## Available data
=== Section Start ===
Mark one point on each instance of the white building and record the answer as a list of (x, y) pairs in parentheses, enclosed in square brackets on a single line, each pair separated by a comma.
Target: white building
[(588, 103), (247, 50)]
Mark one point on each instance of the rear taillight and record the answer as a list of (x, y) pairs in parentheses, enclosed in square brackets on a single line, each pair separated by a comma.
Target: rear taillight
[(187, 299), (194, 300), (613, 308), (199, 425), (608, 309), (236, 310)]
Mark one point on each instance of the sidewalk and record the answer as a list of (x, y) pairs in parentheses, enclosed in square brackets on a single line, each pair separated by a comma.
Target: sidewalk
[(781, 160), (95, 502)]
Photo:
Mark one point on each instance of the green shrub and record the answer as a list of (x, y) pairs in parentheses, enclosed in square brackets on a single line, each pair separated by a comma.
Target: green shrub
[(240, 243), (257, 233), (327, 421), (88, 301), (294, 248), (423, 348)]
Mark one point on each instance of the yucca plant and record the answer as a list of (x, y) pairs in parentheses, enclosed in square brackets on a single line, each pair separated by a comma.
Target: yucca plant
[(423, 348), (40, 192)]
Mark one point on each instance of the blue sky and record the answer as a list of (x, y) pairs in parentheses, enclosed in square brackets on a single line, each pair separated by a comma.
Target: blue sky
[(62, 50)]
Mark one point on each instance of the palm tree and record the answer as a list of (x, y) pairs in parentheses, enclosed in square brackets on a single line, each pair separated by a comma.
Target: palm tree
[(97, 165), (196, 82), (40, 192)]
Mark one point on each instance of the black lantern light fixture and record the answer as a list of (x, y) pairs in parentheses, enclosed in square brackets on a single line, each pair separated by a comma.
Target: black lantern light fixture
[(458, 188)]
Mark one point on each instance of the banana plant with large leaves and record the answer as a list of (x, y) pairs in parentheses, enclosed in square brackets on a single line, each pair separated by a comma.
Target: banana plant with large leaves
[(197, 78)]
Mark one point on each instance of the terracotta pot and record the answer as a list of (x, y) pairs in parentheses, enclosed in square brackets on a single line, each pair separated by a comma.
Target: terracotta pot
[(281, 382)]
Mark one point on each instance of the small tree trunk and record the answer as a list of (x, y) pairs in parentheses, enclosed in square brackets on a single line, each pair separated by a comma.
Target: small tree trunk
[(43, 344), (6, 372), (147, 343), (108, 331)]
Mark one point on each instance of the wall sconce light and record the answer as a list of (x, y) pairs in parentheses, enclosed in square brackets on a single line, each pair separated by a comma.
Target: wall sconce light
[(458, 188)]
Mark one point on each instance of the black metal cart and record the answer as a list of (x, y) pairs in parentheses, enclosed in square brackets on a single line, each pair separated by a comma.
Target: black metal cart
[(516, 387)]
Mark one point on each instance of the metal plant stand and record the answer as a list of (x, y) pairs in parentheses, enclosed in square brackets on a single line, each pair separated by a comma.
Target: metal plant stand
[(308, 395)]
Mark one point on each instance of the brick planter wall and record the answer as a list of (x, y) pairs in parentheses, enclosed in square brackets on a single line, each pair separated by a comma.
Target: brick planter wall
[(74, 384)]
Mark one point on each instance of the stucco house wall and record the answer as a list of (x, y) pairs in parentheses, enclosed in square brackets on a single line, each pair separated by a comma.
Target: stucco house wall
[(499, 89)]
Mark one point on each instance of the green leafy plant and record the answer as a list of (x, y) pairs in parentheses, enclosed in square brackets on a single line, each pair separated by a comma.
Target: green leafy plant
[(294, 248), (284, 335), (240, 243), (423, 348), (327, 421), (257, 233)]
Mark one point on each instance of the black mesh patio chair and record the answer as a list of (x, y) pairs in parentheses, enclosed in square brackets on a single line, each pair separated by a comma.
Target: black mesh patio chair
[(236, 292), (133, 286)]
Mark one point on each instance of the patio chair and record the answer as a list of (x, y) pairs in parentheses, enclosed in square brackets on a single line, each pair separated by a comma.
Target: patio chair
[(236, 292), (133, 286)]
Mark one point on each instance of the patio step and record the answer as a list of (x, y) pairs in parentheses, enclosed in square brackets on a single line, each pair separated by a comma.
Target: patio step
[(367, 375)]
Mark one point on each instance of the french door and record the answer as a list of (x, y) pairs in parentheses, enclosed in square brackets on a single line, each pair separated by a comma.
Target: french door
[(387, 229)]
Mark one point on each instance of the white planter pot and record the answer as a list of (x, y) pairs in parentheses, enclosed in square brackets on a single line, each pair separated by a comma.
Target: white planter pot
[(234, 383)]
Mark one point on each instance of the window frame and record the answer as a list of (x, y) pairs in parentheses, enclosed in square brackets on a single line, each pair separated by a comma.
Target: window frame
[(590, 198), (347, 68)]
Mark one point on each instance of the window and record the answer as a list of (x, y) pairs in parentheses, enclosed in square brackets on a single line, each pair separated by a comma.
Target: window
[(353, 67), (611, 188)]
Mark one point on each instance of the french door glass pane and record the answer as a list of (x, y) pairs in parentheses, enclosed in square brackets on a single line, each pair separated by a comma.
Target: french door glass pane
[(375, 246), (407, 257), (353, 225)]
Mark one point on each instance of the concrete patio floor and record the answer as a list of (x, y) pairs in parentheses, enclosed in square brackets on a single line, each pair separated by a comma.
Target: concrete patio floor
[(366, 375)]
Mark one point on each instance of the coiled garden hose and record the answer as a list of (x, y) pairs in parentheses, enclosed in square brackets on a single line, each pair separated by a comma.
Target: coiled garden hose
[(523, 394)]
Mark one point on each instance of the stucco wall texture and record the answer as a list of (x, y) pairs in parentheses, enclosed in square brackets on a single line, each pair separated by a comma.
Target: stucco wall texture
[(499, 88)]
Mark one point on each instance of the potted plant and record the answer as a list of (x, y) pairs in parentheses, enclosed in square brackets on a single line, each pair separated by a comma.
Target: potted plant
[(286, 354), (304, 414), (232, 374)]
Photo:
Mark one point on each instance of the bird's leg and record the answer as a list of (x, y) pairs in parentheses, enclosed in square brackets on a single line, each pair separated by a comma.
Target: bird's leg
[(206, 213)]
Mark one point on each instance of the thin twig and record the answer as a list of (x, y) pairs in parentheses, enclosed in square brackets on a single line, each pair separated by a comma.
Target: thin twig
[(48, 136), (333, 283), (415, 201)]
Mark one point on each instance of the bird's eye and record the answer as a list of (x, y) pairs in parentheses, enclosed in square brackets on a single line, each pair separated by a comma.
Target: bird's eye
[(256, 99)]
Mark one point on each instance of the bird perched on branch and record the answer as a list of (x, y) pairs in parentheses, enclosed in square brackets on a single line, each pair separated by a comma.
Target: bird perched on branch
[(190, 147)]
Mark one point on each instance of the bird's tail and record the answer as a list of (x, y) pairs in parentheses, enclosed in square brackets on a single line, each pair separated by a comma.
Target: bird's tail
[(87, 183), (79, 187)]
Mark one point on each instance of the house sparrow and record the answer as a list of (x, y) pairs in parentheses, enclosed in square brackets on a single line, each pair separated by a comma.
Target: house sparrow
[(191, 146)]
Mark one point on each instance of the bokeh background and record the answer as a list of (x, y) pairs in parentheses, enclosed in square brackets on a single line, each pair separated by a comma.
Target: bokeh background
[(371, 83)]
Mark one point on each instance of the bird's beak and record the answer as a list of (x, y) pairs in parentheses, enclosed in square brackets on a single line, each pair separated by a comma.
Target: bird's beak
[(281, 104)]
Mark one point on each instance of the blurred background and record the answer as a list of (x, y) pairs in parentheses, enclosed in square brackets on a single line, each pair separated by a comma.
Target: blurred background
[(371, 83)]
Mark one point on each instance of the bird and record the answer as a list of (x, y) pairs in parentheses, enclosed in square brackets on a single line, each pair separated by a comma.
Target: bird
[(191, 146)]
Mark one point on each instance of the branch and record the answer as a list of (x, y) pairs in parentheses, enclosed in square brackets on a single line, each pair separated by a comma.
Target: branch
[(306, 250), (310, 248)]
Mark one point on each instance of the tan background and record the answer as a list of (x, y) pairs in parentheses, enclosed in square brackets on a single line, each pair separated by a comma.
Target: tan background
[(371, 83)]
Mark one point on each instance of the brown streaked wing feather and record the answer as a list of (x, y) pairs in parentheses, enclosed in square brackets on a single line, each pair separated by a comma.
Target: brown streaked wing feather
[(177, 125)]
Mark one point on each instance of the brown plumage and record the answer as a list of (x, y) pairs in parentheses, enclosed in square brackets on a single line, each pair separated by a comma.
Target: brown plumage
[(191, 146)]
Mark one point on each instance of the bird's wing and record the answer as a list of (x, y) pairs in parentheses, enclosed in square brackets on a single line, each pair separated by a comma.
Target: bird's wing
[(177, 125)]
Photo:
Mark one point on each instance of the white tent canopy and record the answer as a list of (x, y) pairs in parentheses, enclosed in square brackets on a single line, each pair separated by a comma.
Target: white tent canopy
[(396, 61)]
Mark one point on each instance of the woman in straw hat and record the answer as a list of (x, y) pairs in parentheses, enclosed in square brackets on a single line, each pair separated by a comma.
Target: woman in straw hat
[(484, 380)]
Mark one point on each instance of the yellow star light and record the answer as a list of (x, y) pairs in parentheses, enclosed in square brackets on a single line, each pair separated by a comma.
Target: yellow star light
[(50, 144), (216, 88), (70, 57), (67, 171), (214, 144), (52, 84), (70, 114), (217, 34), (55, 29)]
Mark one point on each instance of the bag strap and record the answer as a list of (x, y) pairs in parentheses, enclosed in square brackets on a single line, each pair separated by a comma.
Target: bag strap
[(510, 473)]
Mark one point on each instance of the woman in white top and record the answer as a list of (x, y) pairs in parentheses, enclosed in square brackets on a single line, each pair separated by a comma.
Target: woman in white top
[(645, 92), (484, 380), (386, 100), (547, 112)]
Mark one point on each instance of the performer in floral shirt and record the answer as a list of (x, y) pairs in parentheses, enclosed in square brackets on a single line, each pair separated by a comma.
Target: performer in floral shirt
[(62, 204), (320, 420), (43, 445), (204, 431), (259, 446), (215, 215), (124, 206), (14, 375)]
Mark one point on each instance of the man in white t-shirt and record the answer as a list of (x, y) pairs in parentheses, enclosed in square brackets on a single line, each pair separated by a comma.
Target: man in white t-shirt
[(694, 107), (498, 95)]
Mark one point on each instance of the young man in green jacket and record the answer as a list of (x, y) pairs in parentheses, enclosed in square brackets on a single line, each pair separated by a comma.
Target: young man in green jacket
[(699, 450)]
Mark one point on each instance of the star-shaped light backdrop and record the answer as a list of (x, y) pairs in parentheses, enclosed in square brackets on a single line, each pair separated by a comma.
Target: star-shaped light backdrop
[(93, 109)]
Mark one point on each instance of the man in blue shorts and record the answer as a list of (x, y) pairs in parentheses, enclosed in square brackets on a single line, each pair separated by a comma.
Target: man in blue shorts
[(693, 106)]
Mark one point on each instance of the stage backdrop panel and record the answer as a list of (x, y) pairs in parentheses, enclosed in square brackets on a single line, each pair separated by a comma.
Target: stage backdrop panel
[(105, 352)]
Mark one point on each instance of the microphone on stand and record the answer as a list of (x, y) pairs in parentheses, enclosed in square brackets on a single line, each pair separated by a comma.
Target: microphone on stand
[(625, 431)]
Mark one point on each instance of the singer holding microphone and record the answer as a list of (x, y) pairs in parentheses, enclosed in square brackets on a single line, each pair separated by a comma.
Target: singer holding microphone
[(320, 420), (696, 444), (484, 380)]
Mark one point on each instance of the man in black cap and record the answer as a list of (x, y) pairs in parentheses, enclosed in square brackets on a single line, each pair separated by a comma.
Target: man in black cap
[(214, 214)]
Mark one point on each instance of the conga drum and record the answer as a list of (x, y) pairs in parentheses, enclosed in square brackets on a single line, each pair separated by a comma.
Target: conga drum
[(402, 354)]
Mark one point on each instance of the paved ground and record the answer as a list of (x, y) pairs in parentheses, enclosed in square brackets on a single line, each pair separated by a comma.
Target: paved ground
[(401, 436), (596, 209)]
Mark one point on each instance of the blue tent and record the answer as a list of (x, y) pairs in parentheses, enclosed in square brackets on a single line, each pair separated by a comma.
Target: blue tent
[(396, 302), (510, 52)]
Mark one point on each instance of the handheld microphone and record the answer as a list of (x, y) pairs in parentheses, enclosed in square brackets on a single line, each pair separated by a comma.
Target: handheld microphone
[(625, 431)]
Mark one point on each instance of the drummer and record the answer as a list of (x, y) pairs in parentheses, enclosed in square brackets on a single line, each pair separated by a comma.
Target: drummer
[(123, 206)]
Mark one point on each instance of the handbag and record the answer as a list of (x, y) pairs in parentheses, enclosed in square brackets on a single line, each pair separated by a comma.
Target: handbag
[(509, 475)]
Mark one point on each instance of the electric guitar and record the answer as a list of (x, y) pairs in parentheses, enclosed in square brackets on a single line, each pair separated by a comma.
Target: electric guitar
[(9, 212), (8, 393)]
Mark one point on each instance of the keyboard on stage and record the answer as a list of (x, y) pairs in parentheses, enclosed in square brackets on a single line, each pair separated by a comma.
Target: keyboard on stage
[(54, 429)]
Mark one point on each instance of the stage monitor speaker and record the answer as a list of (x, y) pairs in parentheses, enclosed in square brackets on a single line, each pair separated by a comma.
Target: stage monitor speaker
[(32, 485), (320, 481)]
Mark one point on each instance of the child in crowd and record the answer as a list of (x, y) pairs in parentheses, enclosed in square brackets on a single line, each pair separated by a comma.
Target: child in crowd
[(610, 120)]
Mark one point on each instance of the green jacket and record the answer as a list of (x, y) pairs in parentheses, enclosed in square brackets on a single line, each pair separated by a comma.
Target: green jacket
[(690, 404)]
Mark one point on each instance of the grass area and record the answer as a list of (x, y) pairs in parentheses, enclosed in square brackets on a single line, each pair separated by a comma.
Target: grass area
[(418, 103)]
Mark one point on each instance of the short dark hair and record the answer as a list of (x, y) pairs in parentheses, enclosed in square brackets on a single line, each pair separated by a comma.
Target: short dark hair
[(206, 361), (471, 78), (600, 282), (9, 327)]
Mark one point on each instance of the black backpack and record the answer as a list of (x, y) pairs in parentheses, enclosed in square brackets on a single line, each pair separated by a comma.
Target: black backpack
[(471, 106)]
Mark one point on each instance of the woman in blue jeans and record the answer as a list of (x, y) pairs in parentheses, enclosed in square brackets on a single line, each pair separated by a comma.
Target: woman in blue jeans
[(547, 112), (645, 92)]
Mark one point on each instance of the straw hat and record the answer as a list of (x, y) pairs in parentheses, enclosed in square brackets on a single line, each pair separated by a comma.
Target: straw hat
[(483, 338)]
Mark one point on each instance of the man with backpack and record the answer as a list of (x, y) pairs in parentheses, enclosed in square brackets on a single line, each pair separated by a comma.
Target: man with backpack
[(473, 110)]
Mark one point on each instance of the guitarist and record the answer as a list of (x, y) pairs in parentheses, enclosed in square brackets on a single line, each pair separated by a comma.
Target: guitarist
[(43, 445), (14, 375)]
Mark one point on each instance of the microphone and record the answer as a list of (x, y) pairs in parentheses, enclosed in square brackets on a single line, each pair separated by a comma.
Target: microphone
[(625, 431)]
=== Section End ===
## Aim of the exercise
Your answer should be the lines above from the one containing "Mark one point on each instance of the woman in straw" through the one containing "Mark one point on each instance of the yellow", copied exactly and with both ends kept.

## Exercise response
Mark one point on each instance of the woman in straw hat and record the answer as a list of (x, y) pairs in parentheses, enclosed in square brackets on a single line, each pair separated by a comma.
Target: woman in straw hat
[(484, 380)]
Mark one point on each instance of the yellow star light and record the answer as a list of (x, y) pairs in parentheses, enclosed in square brackets on a single line, each pair separated by a comma.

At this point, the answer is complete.